▶ The request:
Keep only the lines of the material below that contain the string "countertop" and copy each one out. Case counts, so match capitalization precisely.

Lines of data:
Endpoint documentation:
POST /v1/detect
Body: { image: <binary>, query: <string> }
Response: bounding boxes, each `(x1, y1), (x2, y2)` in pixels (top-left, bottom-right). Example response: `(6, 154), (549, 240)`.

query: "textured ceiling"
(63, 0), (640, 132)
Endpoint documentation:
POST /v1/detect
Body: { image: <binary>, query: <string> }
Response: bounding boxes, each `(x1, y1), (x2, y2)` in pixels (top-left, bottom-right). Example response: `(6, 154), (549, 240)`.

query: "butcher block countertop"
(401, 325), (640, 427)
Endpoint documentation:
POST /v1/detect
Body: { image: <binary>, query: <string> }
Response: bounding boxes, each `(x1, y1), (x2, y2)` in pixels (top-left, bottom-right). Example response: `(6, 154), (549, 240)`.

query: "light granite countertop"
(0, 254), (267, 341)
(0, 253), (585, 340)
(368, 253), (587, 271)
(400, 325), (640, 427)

==

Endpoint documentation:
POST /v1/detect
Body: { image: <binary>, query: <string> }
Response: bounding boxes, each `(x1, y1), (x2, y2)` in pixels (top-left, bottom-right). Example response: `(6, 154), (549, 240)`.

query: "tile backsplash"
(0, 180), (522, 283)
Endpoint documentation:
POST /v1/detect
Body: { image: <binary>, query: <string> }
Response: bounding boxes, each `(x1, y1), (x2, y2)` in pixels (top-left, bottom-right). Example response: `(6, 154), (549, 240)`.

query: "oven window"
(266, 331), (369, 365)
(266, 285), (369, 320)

▶ Solution to the problem:
query: "butcher block countertop"
query: "light granite countertop"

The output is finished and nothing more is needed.